* Aim of the exercise
How many lines of the listing below contain the word "light", with case counting? Give only the number.

* Data in this exercise
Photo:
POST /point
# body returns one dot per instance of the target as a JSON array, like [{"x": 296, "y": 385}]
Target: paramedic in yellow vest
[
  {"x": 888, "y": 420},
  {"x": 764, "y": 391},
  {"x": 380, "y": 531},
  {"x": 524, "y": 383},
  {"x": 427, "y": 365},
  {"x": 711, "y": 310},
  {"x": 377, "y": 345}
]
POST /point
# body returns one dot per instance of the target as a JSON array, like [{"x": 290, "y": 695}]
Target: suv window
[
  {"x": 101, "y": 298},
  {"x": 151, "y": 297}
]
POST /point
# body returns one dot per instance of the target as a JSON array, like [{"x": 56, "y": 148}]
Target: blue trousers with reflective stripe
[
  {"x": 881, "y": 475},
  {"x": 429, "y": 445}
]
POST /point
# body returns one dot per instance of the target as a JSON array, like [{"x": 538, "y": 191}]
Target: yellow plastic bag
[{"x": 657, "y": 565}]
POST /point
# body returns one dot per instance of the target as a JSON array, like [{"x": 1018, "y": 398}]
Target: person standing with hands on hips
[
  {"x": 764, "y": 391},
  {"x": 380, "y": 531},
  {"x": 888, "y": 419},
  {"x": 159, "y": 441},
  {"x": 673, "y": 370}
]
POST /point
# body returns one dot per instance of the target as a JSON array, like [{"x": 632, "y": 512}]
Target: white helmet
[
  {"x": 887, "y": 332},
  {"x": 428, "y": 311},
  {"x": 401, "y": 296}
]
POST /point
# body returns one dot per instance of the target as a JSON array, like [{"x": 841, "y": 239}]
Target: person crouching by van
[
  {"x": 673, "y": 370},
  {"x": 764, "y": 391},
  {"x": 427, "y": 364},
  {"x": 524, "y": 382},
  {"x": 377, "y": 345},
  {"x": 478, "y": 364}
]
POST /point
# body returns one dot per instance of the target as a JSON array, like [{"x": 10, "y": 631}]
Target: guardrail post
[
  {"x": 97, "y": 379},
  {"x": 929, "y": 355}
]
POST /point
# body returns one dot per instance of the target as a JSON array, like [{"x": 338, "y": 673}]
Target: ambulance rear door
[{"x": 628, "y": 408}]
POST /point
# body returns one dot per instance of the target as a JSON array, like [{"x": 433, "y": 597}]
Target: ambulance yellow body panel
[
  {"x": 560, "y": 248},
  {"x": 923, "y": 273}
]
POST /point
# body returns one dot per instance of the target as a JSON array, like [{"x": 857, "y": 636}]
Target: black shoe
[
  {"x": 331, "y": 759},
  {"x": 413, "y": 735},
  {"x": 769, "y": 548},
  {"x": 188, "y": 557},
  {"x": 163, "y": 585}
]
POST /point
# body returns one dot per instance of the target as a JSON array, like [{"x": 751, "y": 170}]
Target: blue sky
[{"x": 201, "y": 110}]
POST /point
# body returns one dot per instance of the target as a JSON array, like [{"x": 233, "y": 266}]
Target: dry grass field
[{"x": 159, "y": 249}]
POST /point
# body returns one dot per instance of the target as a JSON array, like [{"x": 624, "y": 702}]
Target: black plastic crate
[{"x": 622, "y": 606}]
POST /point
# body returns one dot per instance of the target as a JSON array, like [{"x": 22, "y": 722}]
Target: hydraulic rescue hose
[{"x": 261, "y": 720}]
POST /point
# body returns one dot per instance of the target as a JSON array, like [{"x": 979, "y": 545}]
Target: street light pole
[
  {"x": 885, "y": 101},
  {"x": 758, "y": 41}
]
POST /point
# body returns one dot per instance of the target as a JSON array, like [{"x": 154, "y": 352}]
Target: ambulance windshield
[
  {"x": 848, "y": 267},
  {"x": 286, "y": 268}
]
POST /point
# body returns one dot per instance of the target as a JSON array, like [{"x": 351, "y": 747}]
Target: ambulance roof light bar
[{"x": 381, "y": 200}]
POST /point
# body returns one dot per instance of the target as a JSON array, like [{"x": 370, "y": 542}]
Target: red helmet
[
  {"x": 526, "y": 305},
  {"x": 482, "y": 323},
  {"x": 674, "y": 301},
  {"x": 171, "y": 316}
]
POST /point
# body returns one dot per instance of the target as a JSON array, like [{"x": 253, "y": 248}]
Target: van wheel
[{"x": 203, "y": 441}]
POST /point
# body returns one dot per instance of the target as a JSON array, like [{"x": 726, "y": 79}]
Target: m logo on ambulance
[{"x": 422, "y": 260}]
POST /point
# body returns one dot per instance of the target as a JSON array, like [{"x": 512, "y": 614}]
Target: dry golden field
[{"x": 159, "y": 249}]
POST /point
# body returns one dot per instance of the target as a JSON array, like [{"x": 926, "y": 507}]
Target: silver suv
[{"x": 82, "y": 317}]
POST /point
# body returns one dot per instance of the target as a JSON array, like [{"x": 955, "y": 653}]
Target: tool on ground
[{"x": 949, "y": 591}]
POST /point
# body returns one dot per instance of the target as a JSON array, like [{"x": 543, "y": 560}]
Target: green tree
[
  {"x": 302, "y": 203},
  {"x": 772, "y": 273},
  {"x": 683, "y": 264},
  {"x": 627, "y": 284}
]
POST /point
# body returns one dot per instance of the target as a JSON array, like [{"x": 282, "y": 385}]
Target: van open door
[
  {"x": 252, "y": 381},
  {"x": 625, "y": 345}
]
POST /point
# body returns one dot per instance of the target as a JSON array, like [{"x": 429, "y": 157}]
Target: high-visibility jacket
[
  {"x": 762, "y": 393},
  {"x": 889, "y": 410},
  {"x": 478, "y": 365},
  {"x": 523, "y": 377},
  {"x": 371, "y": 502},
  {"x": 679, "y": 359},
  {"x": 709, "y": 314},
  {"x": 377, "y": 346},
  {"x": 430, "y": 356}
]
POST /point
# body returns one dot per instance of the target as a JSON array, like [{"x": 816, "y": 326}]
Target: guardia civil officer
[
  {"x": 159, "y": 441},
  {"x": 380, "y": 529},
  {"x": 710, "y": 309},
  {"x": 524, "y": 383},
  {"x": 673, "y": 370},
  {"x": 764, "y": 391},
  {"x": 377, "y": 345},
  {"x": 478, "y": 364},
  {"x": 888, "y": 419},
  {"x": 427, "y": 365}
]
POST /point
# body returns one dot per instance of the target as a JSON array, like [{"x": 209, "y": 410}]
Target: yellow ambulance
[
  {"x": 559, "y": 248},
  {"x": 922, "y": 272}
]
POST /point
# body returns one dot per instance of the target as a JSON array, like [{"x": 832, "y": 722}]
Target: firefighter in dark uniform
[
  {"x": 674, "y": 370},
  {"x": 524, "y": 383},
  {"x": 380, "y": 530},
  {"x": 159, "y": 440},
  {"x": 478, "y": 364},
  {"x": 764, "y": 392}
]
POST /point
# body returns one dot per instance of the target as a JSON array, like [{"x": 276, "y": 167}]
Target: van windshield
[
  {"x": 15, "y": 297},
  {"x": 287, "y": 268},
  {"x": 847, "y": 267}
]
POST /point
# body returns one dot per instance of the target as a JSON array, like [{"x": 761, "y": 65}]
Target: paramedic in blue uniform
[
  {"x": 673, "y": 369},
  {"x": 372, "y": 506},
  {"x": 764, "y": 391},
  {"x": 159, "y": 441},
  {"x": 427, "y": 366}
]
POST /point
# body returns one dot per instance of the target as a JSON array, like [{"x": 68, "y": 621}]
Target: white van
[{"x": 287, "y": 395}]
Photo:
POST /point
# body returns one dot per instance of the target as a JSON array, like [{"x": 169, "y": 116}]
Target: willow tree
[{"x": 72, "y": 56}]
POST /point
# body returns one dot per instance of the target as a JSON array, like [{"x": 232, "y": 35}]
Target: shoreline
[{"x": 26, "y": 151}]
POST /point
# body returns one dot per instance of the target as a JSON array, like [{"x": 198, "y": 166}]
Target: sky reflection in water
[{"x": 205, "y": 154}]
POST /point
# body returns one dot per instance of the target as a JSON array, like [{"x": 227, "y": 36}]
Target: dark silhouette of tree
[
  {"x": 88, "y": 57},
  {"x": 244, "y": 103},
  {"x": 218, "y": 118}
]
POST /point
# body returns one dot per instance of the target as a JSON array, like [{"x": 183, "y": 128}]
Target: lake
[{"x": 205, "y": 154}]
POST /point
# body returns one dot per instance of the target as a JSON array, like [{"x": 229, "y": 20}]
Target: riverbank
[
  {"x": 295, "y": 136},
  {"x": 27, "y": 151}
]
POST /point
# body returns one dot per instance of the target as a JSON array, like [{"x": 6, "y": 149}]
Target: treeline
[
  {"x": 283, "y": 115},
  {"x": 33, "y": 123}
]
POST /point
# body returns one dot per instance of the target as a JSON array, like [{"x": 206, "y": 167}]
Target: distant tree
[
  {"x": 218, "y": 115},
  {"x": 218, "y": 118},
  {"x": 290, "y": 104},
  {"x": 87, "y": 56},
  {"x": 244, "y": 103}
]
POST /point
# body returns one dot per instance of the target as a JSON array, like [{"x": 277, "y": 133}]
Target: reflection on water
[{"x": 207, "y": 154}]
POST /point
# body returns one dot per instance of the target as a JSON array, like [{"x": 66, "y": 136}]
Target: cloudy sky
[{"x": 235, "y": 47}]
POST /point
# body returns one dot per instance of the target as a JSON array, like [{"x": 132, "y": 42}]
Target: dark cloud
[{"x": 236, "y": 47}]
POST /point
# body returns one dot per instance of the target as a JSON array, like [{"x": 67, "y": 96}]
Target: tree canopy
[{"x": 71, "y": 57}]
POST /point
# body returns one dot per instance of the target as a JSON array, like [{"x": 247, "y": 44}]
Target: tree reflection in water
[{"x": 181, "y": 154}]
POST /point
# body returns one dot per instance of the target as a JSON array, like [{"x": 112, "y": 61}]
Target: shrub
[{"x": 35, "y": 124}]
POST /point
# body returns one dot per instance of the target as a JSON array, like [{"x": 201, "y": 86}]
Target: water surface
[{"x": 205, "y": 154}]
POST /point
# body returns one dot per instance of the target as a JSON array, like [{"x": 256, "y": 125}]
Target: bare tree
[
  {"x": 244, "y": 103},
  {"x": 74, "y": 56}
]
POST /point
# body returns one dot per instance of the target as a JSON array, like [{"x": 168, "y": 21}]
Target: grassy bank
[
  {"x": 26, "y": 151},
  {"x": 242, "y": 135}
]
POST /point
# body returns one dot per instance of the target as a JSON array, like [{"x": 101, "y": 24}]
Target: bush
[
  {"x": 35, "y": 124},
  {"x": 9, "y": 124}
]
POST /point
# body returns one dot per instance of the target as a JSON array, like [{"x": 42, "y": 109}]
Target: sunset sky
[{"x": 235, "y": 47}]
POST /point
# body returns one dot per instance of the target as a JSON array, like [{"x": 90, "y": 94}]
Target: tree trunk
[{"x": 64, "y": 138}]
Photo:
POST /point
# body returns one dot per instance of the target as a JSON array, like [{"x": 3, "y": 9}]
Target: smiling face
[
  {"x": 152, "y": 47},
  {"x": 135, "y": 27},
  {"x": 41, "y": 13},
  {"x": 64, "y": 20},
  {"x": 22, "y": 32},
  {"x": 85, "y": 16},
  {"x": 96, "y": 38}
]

* Solution for this task
2